Skip the pictures and extract all of the lines exactly as written.

[DATA ENTRIES start]

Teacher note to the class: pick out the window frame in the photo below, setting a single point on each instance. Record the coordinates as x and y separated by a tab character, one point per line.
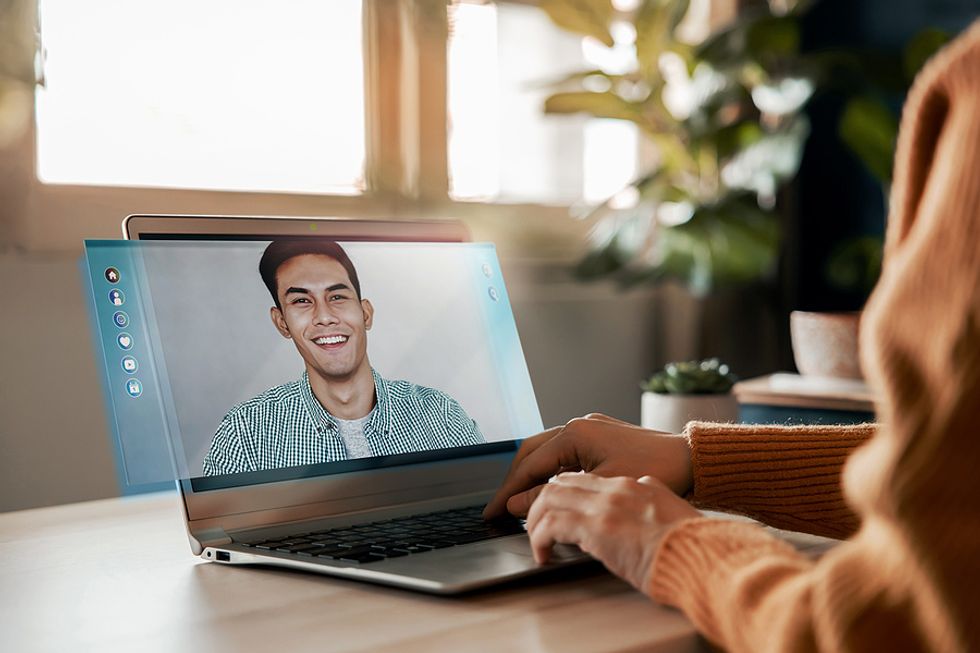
406	163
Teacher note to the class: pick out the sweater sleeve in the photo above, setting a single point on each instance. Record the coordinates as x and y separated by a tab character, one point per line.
786	476
907	580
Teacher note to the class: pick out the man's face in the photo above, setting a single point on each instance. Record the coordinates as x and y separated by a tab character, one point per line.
323	316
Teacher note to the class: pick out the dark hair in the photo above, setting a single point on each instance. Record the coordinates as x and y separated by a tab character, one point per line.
280	251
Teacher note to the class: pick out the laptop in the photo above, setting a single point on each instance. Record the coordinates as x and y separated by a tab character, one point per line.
398	502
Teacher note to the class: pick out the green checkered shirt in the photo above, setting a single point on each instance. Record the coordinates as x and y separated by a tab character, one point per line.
286	426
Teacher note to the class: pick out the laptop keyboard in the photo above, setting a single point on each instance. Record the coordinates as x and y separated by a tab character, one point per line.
393	538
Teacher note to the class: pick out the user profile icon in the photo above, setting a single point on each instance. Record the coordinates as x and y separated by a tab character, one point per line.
134	388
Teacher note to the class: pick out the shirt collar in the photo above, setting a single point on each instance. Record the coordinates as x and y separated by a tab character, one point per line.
380	415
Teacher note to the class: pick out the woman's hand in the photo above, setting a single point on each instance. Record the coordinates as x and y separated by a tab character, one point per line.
619	521
598	444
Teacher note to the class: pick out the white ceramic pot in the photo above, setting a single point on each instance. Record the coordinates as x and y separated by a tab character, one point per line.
671	413
826	344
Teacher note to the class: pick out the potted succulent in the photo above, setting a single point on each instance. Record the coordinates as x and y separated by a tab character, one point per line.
685	391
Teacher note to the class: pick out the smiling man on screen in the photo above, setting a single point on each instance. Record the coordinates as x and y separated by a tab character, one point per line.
341	408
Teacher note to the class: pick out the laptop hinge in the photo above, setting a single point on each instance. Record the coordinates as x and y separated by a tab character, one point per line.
212	537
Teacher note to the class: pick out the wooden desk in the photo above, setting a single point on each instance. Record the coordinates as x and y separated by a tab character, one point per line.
117	575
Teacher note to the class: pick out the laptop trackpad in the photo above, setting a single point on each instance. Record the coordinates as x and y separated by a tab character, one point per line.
522	545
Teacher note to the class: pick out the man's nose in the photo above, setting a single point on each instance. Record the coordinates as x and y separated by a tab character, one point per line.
324	314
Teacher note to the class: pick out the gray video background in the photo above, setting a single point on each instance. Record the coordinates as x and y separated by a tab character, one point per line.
220	347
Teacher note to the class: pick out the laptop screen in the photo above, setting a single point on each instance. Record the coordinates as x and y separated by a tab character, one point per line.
230	363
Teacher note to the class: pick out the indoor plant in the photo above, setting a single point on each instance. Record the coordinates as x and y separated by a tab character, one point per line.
725	117
685	391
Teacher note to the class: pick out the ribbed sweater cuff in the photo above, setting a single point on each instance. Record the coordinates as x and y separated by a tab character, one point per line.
698	559
786	476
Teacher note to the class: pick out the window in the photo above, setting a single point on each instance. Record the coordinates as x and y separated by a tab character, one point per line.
358	108
503	59
222	94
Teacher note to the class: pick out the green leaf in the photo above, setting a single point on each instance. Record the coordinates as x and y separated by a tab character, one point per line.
855	264
922	46
776	36
655	23
600	105
731	243
869	129
586	17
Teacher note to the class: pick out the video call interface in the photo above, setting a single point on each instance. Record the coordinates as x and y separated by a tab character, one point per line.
239	362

[DATA ENTRIES end]

RESULT BELOW>
Teacher note to the class: pick out the window frame in the photo below, setting a single point on each instance. Record the coordinates as x and y separated by a tab character, one point per line.
406	163
Teacher note to the class: pick out the sweater sleeve in the photo above, setting a single point on each instance. Record the coordinates as x and y separated by a tab character, one point per line.
786	476
907	580
Teacher note to the class: pick out the man's face in the photo above, setting a single point on each instance. Record the coordinates as x and y separated by a tab character, one point per line.
323	316
Teacher note to the class: pick out the dark hair in the photo above, setting a single point on each instance. Record the coordinates as x and y separated by a tab character, one point per line.
280	251
Teacher note to the class: pick out the laptop in the photo above, setting a single point on each instance. Record the coordinates as x and y separated by a tab character, one point per line.
398	502
Teacher note to the class: pick out the green checkered shirt in the photo above, setting a single point on each instance. Record the coordinates as x and y separated by a tab character, one point per line.
286	426
Teacher note to the class: pick out the laptop keyboard in the photo above, setting a single point on each instance. Record the coordinates as x and y separated by a tab character, one point per line.
393	538
Teacher note to the class: pick out the user profile icon in the photo above, setting a single point on each instance. Record the coordinates as x and y separated by a tab character, one point per line.
134	388
Teacher note to the class: pick out the shirt collar in the photo above, setting a single point on each instance. Record the coordinates as x and y separated by a tab character, one point per line.
380	415
Teacher note to the class: pick out the woman's hand in the photo above, setting a single point on each instance. Record the coordinates as x and y separated by a tab character, one point per line.
619	521
598	444
Teacher note to the class: pick out the white ceramic pot in the photo above, setting a single point on each instance. Record the coordinates as x and y separated by a tab character, one point per line.
671	413
826	344
Teacher note to the class: pick out the potted succulent in the photo above, setting a single point on each instance. Record the coordinates as x and y separated by a tab character, one point per line.
685	391
Teacher note to the class: pick out the smiling man on screen in the photo above, setting a single point on each instance. Record the coordinates as x and y separated by a tab character, one point per line.
341	408
Teacher note to the class: pick out the laptop hinge in the photo above, setting a single point on each instance. Record the coordinates as x and y separated by a tab character, one point per line.
212	537
Teacher note to the class: pick out the wooden desk in the photo above, setting a single point on each instance. Record the coordinates as x and y separated by a tab character, one point per line.
117	575
Teacher note to the class: pick out the laptop trackpad in the photo above, setting a single point on each instance. Record the coordinates as x and y separated by a tab character, one point per line.
522	545
Teacher note to the class: pick out the man's nose in the photo above, setting a single point on each instance. Record the coordinates as x and y separated by a tab character, one point per line.
324	314
Teacher note to the class: pick out the gray video background in the photo above, setting a single point on each instance. Record the coordinates as x and y separated by a tab character, one point per line.
220	347
Teacher note to the class: pick out the laptop screen in the photo above, setting a single point on each instance. Record the coordinates as x and y separated by a tab character, one point per line.
230	363
Teacher note to the class: pick out the indoor plant in the photo above, setting a single point on each instance. Record the coordinates as x and y separated by a tab character, one point per line.
725	117
685	391
Teacher note to the class: pick out the ribbed sweater cuff in the photo above, setting a single point on each instance. Record the coordinates as x and y separated by a tab character, one point per line.
698	559
786	476
Teacher note to the class: pick out the window in the photo above, setting a single point on each instance. Record the coordinates as x and y separated by a tab character, one point per line.
358	108
503	59
222	94
Teacher note to the class: pick out the green leaf in the photo above, setting a single point on each instance. Record the coordinates as x and y separated by a tab character, one point per line.
855	264
922	46
776	36
655	23
600	105
731	243
869	129
586	17
Teacher note to the class: pick out the video call interface in the photo above, setting a single point on each instance. Record the coordinates as x and y separated by a tab character, one point per line.
239	362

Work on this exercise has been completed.